EXERCISE |
Answer from the hard seltzer text:
(a) In the US, what is the alcohol in hard seltzer usually made by fermenting?
(b) Where and in what year was Two Dogs brewed?
(c) What were these alcoholic alternatives commonly called in America?

Hard seltzer, adult seltzer, mature seltzer, spiked seltzer and hard sparkling alcohol water is a type of highball drink containing seltzer (carbonated water), alcohol, and often fruit flavorings. In the US the alcohol is usually made by fermenting cane sugar or malted barley. Hard seltzer products outside of the US have been found to use either neutral spirit, or fermentation of fruit. The alcohol by volume is around 5% and the calorie-content is relatively low.

History 
The concept of flavored malt beverages has been popular since the 1990s.  The first widely available commercial example of the style was Two Dogs which was brewed in Australia in 1993 and was claimed to be the "world’s first brewed alcoholic lemonade" (despite the pre-existence of traditional drinks like sima, a fermented Finnish drink). Two Dogs paved the way for similar commercial products such as Hooper's Hooch and Mike's Hard Lemonade. These alcoholic alternatives were commonly known as alcopops in the United Kingdom and malternatives in America.

EXTRACTED INFORMATION |

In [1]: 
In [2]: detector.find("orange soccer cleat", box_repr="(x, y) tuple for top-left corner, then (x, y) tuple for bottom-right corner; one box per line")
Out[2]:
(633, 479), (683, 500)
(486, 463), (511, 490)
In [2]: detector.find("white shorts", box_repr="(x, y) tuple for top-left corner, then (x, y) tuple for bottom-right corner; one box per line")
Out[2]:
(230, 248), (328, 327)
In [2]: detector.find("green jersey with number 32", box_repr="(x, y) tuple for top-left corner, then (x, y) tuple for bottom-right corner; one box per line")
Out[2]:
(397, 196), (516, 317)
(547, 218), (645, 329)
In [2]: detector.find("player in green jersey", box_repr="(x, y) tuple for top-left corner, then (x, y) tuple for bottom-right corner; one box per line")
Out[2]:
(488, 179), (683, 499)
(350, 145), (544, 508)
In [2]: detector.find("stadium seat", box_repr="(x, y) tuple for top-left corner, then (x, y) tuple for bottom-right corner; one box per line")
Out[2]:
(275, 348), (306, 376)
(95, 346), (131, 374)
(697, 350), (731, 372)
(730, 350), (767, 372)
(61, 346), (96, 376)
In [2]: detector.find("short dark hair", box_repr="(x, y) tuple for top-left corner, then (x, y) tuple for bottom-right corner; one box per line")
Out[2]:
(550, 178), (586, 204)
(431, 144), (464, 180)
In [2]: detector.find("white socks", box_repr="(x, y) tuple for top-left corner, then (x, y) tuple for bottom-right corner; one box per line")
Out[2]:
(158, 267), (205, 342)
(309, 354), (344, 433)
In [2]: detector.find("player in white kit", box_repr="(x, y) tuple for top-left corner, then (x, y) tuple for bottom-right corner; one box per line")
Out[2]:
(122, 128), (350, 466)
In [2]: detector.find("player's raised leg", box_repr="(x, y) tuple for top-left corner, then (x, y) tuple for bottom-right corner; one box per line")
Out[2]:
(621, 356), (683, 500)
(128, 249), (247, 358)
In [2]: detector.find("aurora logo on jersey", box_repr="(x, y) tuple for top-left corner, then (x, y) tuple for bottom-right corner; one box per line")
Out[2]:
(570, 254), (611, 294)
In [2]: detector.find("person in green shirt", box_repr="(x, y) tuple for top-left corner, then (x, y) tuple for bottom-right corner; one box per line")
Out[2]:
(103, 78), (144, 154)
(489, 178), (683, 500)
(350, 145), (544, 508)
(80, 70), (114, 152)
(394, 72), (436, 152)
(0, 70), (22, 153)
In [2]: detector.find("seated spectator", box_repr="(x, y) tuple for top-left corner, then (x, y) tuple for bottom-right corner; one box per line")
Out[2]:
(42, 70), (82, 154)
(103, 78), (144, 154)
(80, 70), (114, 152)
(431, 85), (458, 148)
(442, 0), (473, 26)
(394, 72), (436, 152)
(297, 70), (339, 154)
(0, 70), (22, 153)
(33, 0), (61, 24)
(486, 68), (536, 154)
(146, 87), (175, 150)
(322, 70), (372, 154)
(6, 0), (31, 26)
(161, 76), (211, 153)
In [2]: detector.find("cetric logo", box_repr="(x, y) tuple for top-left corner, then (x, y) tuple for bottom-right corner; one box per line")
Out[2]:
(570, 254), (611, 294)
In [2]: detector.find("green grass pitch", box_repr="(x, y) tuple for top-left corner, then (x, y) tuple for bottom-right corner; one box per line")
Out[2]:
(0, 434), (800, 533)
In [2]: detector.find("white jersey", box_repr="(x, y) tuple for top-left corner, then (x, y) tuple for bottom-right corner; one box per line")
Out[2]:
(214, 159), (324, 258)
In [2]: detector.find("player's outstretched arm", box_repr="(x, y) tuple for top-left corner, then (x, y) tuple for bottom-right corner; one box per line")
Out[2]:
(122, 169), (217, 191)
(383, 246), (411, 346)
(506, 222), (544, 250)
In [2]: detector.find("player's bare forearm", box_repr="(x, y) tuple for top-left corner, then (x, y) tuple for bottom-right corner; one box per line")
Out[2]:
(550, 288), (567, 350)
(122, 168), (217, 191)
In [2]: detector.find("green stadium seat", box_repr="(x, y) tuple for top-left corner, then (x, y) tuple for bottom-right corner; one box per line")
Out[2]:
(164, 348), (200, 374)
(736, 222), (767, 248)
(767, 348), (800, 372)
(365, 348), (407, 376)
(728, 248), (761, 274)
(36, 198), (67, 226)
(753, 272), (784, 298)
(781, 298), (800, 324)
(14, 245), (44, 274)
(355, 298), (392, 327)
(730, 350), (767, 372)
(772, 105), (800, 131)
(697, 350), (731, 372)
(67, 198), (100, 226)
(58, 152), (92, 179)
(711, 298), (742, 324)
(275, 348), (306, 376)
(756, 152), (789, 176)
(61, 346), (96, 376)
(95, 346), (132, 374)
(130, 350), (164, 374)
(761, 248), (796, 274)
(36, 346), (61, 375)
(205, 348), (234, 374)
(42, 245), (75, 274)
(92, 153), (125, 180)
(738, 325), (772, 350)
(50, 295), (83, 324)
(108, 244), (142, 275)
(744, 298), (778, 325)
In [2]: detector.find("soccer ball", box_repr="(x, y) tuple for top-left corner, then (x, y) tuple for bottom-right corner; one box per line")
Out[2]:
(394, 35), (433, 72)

SOLVED EXERCISE |
(a) Cane sugar or malted barley.
(b) Australia, 1993.
(c) Malternatives.